● **Required task**:
Reproduce the material below, replacing "cactus" with "succulent" and leaving everything else unchanged.

● **Material shown**:
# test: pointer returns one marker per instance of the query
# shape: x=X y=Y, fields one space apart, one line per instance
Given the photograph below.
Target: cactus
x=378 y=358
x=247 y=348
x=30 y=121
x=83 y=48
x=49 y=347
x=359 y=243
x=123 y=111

● **Response to the task**:
# test: pointer returns one marker per instance of the query
# shape: x=X y=Y, fields one space apart, one line per instance
Given the photograph below.
Target: succulent
x=378 y=358
x=247 y=348
x=30 y=121
x=83 y=48
x=49 y=347
x=359 y=243
x=123 y=111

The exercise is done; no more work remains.